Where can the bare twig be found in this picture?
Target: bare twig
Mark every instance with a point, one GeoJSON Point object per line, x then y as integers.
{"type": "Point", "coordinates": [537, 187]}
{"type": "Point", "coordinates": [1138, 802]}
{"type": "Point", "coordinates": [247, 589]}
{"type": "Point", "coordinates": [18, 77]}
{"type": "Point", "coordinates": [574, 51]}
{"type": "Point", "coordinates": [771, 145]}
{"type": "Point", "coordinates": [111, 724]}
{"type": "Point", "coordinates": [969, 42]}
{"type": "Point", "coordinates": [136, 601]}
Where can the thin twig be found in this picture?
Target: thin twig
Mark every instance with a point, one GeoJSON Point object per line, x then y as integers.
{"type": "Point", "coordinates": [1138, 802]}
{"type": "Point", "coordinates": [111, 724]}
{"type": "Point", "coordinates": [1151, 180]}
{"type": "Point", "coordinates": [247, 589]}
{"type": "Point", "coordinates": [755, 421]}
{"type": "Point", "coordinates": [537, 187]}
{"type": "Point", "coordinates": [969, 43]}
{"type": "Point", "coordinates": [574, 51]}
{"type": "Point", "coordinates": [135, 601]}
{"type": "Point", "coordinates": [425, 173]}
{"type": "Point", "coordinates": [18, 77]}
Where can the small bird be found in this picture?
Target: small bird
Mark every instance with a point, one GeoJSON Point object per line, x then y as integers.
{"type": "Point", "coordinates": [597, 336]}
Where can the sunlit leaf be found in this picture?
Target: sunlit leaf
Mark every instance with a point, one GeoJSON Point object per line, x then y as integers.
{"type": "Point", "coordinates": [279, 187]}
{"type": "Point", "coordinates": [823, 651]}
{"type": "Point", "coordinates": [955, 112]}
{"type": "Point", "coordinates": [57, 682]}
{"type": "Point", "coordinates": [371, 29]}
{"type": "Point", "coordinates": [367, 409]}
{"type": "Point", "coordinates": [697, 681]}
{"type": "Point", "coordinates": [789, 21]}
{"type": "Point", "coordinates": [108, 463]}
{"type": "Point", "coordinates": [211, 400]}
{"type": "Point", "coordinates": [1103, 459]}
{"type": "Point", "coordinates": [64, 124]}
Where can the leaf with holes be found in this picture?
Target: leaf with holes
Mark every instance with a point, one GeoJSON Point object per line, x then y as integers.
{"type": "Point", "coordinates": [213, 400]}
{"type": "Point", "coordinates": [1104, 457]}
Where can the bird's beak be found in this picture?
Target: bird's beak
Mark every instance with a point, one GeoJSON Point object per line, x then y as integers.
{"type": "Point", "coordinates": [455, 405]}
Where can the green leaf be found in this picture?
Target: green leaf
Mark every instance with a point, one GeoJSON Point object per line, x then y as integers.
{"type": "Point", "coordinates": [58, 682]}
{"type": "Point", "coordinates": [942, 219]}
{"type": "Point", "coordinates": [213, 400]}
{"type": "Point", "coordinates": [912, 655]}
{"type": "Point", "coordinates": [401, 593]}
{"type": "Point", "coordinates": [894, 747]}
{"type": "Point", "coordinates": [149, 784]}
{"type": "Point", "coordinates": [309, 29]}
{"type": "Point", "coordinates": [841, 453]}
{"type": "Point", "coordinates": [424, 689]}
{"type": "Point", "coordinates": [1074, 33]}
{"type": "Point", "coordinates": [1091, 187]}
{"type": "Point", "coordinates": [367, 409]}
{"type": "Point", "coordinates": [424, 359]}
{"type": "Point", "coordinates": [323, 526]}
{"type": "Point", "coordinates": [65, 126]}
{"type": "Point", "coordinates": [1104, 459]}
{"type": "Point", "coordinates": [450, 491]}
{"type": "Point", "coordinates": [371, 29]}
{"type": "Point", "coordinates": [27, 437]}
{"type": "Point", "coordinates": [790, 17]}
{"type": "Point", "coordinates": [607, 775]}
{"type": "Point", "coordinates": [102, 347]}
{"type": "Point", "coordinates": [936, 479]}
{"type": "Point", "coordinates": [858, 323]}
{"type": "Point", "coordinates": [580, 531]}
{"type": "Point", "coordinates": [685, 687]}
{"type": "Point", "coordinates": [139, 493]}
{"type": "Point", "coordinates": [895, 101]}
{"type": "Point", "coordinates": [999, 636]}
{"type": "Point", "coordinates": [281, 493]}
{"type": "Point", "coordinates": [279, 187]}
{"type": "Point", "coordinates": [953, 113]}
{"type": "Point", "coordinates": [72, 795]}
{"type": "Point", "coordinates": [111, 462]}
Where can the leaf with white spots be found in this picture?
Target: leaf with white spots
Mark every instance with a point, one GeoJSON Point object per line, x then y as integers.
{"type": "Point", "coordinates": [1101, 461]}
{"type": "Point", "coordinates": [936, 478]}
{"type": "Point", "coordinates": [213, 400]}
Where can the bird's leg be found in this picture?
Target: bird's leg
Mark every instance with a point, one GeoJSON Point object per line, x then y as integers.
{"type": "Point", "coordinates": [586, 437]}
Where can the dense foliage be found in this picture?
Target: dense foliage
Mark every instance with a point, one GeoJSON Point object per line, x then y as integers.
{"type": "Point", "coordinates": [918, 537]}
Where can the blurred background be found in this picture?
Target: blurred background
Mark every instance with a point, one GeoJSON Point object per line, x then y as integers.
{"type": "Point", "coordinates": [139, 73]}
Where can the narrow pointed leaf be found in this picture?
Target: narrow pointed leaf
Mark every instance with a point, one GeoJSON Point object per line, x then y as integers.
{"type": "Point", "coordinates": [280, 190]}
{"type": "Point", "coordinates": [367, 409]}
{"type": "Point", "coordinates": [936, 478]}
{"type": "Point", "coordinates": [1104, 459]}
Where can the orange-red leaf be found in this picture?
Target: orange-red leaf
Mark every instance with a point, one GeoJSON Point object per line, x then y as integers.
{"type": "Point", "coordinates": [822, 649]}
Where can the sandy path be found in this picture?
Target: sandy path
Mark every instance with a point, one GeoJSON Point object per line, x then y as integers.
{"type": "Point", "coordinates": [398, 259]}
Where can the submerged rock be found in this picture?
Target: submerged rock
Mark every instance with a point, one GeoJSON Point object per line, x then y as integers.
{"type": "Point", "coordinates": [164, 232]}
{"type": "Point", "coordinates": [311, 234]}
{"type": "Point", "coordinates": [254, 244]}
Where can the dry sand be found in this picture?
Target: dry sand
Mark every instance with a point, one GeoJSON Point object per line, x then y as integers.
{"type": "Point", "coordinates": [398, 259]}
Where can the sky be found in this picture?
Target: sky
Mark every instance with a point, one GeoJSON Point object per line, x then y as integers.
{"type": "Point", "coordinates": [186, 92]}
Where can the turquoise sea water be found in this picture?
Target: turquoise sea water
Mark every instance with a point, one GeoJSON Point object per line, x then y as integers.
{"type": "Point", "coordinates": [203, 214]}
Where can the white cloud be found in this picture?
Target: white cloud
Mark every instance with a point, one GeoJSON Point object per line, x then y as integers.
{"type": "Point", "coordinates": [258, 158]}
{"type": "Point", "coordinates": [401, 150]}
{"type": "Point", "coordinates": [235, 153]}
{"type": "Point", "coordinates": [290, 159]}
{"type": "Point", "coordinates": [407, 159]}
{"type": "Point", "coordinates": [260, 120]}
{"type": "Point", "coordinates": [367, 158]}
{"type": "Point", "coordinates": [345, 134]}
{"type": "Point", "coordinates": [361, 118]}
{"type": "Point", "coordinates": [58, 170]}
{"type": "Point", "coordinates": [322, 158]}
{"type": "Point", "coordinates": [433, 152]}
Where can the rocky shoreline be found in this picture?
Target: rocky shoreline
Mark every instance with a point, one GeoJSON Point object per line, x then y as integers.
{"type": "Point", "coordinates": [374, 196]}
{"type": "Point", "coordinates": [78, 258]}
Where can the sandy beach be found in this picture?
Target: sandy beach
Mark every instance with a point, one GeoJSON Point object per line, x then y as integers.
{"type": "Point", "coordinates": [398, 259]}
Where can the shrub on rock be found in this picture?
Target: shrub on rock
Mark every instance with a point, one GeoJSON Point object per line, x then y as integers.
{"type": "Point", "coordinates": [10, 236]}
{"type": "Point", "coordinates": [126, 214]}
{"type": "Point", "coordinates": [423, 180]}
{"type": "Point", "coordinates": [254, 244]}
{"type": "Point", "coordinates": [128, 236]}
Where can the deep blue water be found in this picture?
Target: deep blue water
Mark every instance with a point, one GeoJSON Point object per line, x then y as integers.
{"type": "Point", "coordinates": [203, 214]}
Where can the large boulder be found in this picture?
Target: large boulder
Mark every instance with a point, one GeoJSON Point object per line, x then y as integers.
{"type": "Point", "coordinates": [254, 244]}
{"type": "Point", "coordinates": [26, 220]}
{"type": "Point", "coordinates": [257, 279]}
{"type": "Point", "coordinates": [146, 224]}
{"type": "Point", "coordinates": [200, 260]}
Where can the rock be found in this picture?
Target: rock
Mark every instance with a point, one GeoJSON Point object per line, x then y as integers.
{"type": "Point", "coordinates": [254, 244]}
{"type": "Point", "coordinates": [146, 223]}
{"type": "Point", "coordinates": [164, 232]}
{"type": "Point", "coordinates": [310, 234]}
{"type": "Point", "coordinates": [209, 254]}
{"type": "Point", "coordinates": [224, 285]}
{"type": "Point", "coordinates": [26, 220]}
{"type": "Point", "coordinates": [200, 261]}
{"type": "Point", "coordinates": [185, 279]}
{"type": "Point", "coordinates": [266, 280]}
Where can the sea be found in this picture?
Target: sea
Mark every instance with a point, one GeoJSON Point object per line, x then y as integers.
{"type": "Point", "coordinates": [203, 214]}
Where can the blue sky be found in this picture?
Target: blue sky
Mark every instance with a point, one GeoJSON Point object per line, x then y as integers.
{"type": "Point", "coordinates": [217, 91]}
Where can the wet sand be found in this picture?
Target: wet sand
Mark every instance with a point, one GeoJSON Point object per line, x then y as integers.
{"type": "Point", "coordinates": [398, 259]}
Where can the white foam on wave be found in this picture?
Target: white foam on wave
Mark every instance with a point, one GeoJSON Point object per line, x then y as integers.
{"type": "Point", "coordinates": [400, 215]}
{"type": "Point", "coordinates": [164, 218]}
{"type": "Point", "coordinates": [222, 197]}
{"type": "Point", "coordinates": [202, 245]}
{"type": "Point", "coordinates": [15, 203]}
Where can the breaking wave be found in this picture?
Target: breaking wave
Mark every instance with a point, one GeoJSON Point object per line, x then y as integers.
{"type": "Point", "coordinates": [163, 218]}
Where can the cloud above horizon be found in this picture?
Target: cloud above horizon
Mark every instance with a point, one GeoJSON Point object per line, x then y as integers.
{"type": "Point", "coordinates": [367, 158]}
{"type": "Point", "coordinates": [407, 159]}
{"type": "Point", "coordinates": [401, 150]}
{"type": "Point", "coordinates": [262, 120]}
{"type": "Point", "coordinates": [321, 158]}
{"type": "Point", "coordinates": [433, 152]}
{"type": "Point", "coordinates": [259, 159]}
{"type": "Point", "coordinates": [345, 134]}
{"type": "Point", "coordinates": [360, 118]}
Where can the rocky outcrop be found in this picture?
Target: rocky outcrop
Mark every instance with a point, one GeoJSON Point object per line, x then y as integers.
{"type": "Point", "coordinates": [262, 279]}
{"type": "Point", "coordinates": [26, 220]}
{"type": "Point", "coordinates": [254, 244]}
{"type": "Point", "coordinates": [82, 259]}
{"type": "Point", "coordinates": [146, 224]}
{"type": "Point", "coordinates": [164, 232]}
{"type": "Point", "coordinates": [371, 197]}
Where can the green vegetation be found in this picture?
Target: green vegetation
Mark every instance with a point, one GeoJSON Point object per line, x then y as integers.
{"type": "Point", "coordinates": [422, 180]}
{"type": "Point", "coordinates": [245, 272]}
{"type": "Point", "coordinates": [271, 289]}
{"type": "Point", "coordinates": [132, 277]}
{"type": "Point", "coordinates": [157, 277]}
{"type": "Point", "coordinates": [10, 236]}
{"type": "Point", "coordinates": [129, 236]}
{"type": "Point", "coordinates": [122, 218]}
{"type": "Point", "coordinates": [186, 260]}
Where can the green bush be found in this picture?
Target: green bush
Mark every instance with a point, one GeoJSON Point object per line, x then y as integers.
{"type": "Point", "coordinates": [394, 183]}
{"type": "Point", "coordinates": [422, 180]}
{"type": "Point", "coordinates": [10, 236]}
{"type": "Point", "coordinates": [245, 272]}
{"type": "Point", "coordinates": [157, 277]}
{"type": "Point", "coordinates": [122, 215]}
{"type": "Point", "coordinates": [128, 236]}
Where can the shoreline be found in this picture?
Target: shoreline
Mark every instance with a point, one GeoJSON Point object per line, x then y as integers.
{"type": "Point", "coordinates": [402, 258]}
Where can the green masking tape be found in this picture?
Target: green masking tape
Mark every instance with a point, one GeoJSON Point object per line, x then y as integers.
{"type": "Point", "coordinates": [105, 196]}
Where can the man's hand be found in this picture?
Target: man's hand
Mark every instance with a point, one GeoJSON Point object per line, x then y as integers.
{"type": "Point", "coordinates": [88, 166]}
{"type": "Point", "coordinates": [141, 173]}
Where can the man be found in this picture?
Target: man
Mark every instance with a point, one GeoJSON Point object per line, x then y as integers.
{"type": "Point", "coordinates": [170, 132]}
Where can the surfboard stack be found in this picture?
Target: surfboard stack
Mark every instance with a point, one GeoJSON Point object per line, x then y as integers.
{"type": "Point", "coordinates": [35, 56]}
---*---
> [Given task]: Put the material from the line containing "Where can the man's" through the end of the material into a numbered list, leaving out any blank lines.

> [Result for this task]:
1. Where can the man's hand be found in this picture?
2. Target: man's hand
3. Mark every instance with a point, one GeoJSON Point object per line, x then y as integers.
4. {"type": "Point", "coordinates": [88, 166]}
5. {"type": "Point", "coordinates": [141, 173]}
6. Where can the man be found in this picture?
7. Target: man
8. Mark every instance with a point, one GeoJSON Point object per line, x then y as integers.
9. {"type": "Point", "coordinates": [170, 132]}
10. Where can the surfboard stack be found in this picture?
11. Target: surfboard stack
12. Mark every instance with a point, one GeoJSON Point object per line, x then y as integers.
13. {"type": "Point", "coordinates": [35, 56]}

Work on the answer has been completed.